EXERCISE AIM:
From the first line to the last, repeat the data below exactly.

GIVEN RECORDS:

--

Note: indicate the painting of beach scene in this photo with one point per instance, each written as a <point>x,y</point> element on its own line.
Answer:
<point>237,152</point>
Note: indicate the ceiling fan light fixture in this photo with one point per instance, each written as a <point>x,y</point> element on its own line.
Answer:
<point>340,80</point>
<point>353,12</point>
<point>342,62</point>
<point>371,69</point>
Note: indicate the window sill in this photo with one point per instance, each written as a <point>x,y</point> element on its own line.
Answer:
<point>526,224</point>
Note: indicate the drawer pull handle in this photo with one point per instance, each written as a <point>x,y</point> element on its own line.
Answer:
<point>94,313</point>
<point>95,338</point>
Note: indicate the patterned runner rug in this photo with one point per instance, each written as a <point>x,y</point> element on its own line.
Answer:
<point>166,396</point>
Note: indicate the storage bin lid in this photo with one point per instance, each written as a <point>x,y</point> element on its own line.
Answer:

--

RESULT OF THE EXERCISE:
Note: indicate the painting of beach scene in this photo with one point per instance, each written as a <point>x,y</point> element on its own line.
Answer:
<point>237,152</point>
Note: indicate the ceiling fan light fixture in this photo with one point per instance, each written as a <point>x,y</point> element on its own line.
Answer:
<point>340,80</point>
<point>353,12</point>
<point>342,62</point>
<point>371,69</point>
Note: indicate the window sill in this photo with one point per instance, each written as a <point>x,y</point> element on its own line.
Answer:
<point>526,224</point>
Note: indicate the drawer pull handle in this photo with one point per instance, each written as a <point>x,y</point> element on its own line.
Answer:
<point>94,313</point>
<point>95,338</point>
Note: indicate the patterned runner rug in this photo with one point per instance, each written as a <point>x,y</point> element on its own line.
Answer:
<point>166,396</point>
Note: indicate the storage bin lid in this photo with one point per instance, each written as a <point>x,y</point> element on its own line.
Answer:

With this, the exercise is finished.